*Work order*
Reproduce precisely the lines of the listing below, starting with the line that contains "Target: player's raised arm" and stopping after the line that contains "Target: basketball hoop"; include nothing else.

*Data section*
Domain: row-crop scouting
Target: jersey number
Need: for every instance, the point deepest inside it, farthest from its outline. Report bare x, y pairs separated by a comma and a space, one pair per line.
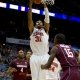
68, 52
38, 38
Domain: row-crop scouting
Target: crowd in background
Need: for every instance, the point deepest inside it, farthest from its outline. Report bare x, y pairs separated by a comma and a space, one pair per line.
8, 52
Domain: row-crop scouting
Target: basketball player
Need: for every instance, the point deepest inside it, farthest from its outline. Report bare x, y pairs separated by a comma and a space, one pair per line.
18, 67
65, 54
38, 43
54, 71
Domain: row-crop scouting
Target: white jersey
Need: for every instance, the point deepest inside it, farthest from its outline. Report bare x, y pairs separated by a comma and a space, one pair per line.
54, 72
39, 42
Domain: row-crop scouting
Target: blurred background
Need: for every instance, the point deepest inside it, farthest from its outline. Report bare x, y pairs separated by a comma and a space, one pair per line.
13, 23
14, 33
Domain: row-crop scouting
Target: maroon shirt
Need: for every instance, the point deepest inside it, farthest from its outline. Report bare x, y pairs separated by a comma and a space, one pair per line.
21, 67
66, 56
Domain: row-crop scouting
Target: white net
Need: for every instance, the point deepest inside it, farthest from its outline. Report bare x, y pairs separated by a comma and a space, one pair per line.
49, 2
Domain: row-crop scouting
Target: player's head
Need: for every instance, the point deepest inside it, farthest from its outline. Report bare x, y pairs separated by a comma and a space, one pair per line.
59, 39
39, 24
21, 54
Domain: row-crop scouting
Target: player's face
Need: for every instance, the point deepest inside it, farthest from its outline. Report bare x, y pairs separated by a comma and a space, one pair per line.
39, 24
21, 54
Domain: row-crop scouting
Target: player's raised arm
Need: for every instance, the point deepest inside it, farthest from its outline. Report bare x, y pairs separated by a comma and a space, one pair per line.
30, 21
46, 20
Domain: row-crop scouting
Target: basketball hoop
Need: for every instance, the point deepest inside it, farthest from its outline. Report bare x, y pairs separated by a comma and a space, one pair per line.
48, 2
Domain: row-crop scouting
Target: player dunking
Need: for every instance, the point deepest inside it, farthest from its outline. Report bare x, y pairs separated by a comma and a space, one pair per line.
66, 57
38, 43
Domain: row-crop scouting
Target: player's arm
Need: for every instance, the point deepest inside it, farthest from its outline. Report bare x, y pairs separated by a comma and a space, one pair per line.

*Task output*
Target: player's raised arm
Need: for every instance, the point deepest inside it, farthest from its outline. Report bare x, y pairs separated by a comma and a space, one pair per line.
30, 21
46, 20
Domain: row-crop scouting
Target: basketball hoop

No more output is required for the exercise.